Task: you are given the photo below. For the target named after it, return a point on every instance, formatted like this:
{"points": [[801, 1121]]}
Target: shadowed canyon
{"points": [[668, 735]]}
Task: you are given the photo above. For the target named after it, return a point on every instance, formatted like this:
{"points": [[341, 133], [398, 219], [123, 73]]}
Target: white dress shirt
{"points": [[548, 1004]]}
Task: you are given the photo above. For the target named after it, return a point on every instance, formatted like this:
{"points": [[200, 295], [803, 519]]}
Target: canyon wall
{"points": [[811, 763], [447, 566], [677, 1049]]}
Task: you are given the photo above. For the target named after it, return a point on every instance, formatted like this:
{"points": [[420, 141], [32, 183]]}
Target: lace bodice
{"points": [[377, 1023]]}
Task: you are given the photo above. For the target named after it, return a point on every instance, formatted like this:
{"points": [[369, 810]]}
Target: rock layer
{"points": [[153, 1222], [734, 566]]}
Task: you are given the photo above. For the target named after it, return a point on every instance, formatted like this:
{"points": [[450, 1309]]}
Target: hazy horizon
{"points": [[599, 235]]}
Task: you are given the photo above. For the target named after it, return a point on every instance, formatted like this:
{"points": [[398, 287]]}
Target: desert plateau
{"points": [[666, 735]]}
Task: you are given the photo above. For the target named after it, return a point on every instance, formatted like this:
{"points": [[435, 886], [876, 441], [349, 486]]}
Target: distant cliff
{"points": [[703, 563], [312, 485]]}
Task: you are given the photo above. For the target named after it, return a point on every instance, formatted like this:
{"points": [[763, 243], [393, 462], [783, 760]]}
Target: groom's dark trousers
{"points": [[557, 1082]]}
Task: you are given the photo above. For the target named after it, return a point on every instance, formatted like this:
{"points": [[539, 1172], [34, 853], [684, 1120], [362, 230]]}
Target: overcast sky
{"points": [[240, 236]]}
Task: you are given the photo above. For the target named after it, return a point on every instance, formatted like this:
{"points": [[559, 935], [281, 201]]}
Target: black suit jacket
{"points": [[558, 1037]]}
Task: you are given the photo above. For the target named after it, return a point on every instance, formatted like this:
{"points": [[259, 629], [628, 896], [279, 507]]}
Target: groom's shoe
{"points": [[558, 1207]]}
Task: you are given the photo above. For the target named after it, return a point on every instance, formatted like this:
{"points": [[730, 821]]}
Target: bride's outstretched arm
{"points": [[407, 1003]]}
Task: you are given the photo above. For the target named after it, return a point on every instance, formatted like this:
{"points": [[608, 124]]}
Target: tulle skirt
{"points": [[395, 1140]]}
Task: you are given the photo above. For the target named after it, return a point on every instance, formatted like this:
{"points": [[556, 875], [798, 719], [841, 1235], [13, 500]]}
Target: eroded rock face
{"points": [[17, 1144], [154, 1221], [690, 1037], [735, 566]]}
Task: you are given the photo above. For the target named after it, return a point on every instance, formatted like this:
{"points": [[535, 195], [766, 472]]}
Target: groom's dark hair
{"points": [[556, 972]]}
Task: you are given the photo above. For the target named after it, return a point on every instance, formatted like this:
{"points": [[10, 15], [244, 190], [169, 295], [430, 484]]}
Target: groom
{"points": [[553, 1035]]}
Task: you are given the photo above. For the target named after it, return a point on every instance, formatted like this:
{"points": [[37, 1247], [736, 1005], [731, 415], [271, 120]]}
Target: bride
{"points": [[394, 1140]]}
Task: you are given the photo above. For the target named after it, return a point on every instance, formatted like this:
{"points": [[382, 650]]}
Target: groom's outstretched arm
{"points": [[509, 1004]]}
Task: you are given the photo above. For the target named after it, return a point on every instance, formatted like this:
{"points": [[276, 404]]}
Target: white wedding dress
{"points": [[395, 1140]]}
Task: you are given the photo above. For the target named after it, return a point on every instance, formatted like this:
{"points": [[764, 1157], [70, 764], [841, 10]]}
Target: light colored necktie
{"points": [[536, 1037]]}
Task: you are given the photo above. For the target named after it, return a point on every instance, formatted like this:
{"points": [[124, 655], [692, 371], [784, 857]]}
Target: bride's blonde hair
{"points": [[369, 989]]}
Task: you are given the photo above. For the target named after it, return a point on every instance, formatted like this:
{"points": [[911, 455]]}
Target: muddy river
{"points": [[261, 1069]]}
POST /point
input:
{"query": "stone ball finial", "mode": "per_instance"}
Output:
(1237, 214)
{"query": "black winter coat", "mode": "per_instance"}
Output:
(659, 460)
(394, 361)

Problem details -> Recopy the entries above exactly, with every line included.

Response ->
Task: you are given the photo below. For the target named after it, return a point on every instance, formatted like this:
{"points": [[801, 1121]]}
Target: shadowed canyon
{"points": [[668, 735]]}
Task: you are given the photo above. For the target named after it, return a point on every instance, formatted like this:
{"points": [[341, 133], [398, 219], [123, 73]]}
Target: white dress shirt
{"points": [[548, 1004]]}
Task: you are given the photo above. For the target named after it, return a point on every instance, formatted like this:
{"points": [[200, 295], [803, 519]]}
Target: canyon wall
{"points": [[811, 763], [447, 566], [677, 1049]]}
Task: you are given the photo above. For the target named after it, return a point on every instance, formatted like this:
{"points": [[420, 141], [32, 183]]}
Target: lace bodice
{"points": [[377, 1023]]}
Task: you are given the photo above. For the target named after it, return a point on every instance, formatted like this:
{"points": [[369, 810]]}
Target: rock layer
{"points": [[153, 1222], [734, 566]]}
Task: you are given the photo above. For the target named after it, return a point on every instance, formatted like this:
{"points": [[450, 1309]]}
Target: hazy horizon
{"points": [[599, 235]]}
Task: you are given the photo above. For the target named after it, return a point on every instance, formatted like this:
{"points": [[398, 287]]}
Target: desert plateau
{"points": [[666, 735]]}
Task: you are given the photo above. For the target named after it, return a point on every instance, formatted like this:
{"points": [[435, 886], [876, 441], [349, 486]]}
Target: distant cliff
{"points": [[703, 563], [312, 485]]}
Task: you are given the photo above. For the target named after it, return a point on every instance, formatted like this:
{"points": [[763, 243], [393, 462], [783, 760]]}
Target: groom's dark trousers
{"points": [[557, 1082]]}
Task: you are given the photo above. For the target named after it, return a point on every instance, formatted like this:
{"points": [[539, 1172], [34, 853], [684, 1120], [362, 230]]}
Target: overcast sky
{"points": [[240, 236]]}
Task: you are given the photo above. For the target named after it, return a point on every instance, formatted like this:
{"points": [[559, 935], [281, 201]]}
Target: black suit jacket
{"points": [[558, 1037]]}
Task: you are given the photo above. For the target named after it, return a point on every instance, formatted like this:
{"points": [[259, 629], [628, 896], [279, 507]]}
Target: groom's shoe
{"points": [[558, 1207]]}
Task: you are given the photo above. For the target named after it, return a point on every instance, formatted like this:
{"points": [[730, 821]]}
Target: bride's outstretched arm
{"points": [[407, 1003]]}
Task: you are given the photo above. For the target named after it, return a point on every instance, formatted like this:
{"points": [[608, 124]]}
Target: tulle skirt
{"points": [[395, 1140]]}
Task: you are given the photo above. For the target named after it, return a point on every instance, formatted like this:
{"points": [[556, 875], [798, 719], [841, 1235], [13, 500]]}
Target: eroded rock face
{"points": [[17, 1144], [154, 1221], [690, 1037], [735, 566]]}
Task: you are given the photo above. For the target named after it, return a point on every instance, formatted like this:
{"points": [[535, 195], [766, 472]]}
Target: groom's dark hair
{"points": [[556, 972]]}
Task: you are given the photo above. For the target named after it, return a point on every instance, formatted like this:
{"points": [[10, 15], [244, 190], [169, 295], [430, 484]]}
Target: groom
{"points": [[553, 1035]]}
Task: you are given the photo above. For the target named after it, return a point on every instance, formatted like this:
{"points": [[37, 1247], [736, 1005], [731, 415], [271, 120]]}
Target: bride
{"points": [[394, 1140]]}
Task: you are given the photo above. For the target named after it, return a point on every instance, formatted like this:
{"points": [[382, 650]]}
Target: groom's outstretched arm
{"points": [[509, 1004]]}
Task: you are given the photo above. For the target named after it, return a point on every instance, formatted like this:
{"points": [[276, 404]]}
Target: white wedding dress
{"points": [[395, 1140]]}
Task: you are given the photo above. For the target named after it, return a point on every instance, formatted like this:
{"points": [[764, 1157], [70, 764], [841, 10]]}
Target: light colored necktie
{"points": [[536, 1037]]}
Task: you are given the photo above. For the target named after it, return a point on every instance, formatted like this:
{"points": [[124, 655], [692, 371], [784, 857]]}
Target: bride's blonde hair
{"points": [[369, 989]]}
Task: you are given the photo above. For the target named after it, return a point on every instance, formatted like this:
{"points": [[911, 455]]}
Target: muddy river
{"points": [[261, 1069]]}
POST /point
input:
{"query": "stone ball finial", "mode": "per_instance"}
Output:
(1237, 214)
{"query": "black winter coat", "mode": "per_instance"}
Output:
(659, 460)
(394, 361)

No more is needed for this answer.